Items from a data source
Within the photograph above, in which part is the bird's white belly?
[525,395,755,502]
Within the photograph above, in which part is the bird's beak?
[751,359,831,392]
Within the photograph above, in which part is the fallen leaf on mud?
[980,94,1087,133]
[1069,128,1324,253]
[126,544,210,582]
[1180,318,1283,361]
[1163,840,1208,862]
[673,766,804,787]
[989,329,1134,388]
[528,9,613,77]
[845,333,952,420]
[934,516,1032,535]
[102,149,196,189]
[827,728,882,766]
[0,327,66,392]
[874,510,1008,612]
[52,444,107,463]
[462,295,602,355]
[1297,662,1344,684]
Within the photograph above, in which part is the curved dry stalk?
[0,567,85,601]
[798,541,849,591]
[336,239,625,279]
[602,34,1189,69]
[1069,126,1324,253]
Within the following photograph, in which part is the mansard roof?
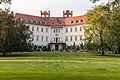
[15,13,86,27]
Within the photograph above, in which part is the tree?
[0,0,11,4]
[0,11,32,56]
[85,5,108,55]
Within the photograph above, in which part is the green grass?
[0,52,120,80]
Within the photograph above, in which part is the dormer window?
[71,21,74,23]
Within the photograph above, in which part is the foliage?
[0,11,32,54]
[0,52,120,80]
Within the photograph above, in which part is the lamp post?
[100,16,104,55]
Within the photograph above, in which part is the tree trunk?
[118,46,120,54]
[100,29,104,55]
[3,52,5,56]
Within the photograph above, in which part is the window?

SET TASK: Rewrite the material above as a JSON list of strings, with one string for each line and no blank lines. Leave the pictures out.

OUTPUT BELOW:
[
  "Within the photograph above, in which part is the bird's white belly?",
  "[525,395,755,502]",
  "Within the photograph above, in which part is the bird's beak?",
  "[751,359,831,392]",
  "Within the photograph above, in which part is the fallen leaf on mud?",
  "[980,94,1087,133]",
  "[1069,128,1324,253]",
  "[126,544,210,582]",
  "[1180,318,1283,361]",
  "[1163,840,1208,862]",
  "[673,766,804,787]",
  "[989,329,1134,388]",
  "[528,9,613,77]",
  "[845,333,952,420]",
  "[934,516,1032,535]",
  "[102,149,196,189]",
  "[827,728,882,766]",
  "[0,327,66,392]",
  "[874,510,1008,612]",
  "[52,444,107,463]",
  "[462,295,602,355]",
  "[1297,662,1344,684]",
  "Within the photograph above, in which part is the curved dry stalk?",
  "[0,567,85,601]",
  "[798,541,849,591]",
  "[336,239,625,279]",
  "[602,34,1189,69]",
  "[1069,126,1324,253]",
  "Within the following photograph, in which part is the mansard roof?",
  "[15,13,86,27]",
  "Within the photograph above, in which part is the tree?",
  "[0,0,11,4]",
  "[0,11,32,56]",
  "[85,5,108,55]",
  "Within the photograph above, in which part is the green grass?",
  "[0,52,120,80]",
  "Within the photograph above, in which part is the dormer window?",
  "[71,21,74,23]",
  "Within the photograph above, in which part is the foliage?",
  "[0,11,32,54]",
  "[0,52,120,80]",
  "Within the photograph above, in which part is the lamp post?",
  "[100,16,104,55]",
  "Within the photograph above, in which part is the tree trunk?",
  "[118,46,120,54]",
  "[100,29,104,55]",
  "[3,52,5,56]",
  "Within the photograph above, in which part is the window?"
]